*** Dataset content

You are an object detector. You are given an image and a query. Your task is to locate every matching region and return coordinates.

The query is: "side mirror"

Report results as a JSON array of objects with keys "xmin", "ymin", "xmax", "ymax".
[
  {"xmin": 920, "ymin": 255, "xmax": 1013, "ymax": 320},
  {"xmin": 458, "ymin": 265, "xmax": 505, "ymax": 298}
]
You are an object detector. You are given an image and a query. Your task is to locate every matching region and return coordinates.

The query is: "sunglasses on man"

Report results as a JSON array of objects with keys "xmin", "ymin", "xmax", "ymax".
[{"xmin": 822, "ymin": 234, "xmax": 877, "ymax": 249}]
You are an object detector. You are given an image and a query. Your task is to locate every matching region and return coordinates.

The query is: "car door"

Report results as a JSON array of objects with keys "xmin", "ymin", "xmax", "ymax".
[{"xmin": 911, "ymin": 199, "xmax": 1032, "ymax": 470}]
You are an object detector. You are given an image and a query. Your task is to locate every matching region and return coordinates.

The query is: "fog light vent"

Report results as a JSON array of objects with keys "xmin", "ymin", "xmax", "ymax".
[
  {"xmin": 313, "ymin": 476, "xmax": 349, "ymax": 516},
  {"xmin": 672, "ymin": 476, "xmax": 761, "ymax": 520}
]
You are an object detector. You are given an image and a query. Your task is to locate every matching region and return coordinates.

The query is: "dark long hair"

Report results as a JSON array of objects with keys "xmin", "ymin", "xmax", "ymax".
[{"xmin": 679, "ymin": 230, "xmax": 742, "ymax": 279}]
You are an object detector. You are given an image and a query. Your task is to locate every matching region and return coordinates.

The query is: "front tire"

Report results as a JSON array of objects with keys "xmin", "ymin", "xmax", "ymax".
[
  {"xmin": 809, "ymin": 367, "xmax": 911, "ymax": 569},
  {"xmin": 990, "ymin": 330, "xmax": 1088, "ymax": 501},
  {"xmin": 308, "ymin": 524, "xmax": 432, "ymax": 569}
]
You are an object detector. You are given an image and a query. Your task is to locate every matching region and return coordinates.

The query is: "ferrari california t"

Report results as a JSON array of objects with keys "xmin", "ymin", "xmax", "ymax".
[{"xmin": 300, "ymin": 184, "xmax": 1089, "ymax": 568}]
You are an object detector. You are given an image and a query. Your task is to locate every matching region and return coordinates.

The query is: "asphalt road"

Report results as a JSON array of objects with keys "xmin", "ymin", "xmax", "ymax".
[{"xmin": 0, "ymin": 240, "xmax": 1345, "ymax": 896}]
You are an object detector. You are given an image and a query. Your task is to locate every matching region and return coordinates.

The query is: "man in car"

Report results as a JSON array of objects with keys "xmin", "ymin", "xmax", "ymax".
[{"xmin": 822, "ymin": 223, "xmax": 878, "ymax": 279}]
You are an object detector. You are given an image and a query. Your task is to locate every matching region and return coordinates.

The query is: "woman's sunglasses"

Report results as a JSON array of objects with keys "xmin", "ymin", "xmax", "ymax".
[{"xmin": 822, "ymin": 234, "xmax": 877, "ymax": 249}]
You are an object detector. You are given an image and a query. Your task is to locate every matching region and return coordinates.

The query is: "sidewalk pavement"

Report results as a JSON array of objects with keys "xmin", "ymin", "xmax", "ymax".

******

Count the lines in the listing above that contain the string "sunglasses", with case counting, and give only that number.

2